▶ PROBLEMS TO SOLVE
a) From the text on fatherhood, list the people in the father's stories whose sentences begin with "There was".
b) Extract the passage of the text on fatherhood that begins with the words containing "The breath caught" and ends with "whole, alive, tired.", copying it word for word.

▶ TEXT
· · · ·

In that moment, I saw it all. I saw my son come apart in my hands.
The breath caught in his throat. The eyes, grey as my own, locked still. Blood appeared at his dough-like seams. It ran. He fell limp. I heard the sound of snapping. He slid apart and the pieces fell into a pile: eyes, lungs, ribs, folds of flesh, an ankle alongside. Genitals like small, unripe fruit lay on the floor.
I closed the fresh nappy and lifted my son into my arms. No, I hadn’t hurt him. He remained whole, alive, tired.
I was 21 when my grandfather died. I helped my father clean out his father’s workers cottage after the funeral. In that old house, my father told me stories of the fury and abuse that working-class families lived out in bygone times. There was the returned serviceman up the street who’d beat his boys with whatever was at hand. There was the rageaholic neighbour who would be found sleeping it off in the gutters. There was one tale of a mother who chased her sons around the dinner table with a kitchen knife. Most of the stories were of men, however; broken men who fumed and snapped. Fathers ruled then. Bitterness and battery went hand-in-hand with poverty. Mine and my father’s relationship was of a staid and suburban father and son, but this act of storytelling taught me that like every family, our one bears enough of its own tragedies in its working-class history, and the history of the family can be a history of male violence.
It isn’t just history. As a father, I am aware of the legacies that I inherit with that title — the stereotypes, that fathers discipline and mothers nurture — but we can still measure the worst of this legacy by counting the deaths of women; one, on average, murdered by their partner each week in Australia. Men still hurt, still kill, their partners and children. And many of those who do, do so as fathers.
The truth is that fathers hurt their families.
Fathers can kill their families.
Our son had woken in the early hours of the night before, as he did most nights. He had been home with us for a few weeks and each night he would wake and act as if he needed to feed, but when he was put to his mother’s breast, he would fall back asleep. The moment we quietly laid him into the cot, he stirred, and the crying began again.
That night I hoped to settle him, by holding him to me in the hallway, so my partner could sleep. He squirmed against my chest and the crying broke into a scream. He wouldn’t feed. He wouldn’t sleep. He screamed. He screamed, when we barely slept, when we hadn’t slept through the night in almost a month, and he screamed for things he couldn’t have and didn’t actually want. He screamed again, and my best intentions gave way to sheer bitterness.

· · · ·

(Data records)
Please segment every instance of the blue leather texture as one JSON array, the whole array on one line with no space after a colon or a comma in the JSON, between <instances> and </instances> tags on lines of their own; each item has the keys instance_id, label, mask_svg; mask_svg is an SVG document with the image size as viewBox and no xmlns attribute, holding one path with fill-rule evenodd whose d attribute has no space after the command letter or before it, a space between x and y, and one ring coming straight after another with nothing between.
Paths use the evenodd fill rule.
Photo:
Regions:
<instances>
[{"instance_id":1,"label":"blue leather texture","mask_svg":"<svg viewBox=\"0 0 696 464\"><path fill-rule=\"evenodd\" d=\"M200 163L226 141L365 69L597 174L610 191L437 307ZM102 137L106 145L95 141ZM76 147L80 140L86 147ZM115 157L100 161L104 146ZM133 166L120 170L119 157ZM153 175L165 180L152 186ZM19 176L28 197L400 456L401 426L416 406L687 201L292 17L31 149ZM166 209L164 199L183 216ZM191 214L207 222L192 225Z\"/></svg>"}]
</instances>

· · · ·

▶ SOLUTIONS FOR EACH TASK
a)
- The returned serviceman up the street who'd beat his boys with whatever was at hand
- The rageaholic neighbour who would be found sleeping it off in the gutters
- A mother who chased her sons around the dinner table with a kitchen knife

b)
The breath caught in his throat. The eyes, grey as my own, locked still. Blood appeared at his dough-like seams. It ran. He fell limp. I heard the sound of snapping. He slid apart and the pieces fell into a pile: eyes, lungs, ribs, folds of flesh, an ankle alongside. Genitals like small, unripe fruit lay on the floor.
I closed the fresh nappy and lifted my son into my arms. No, I hadn’t hurt him. He remained whole, alive, tired.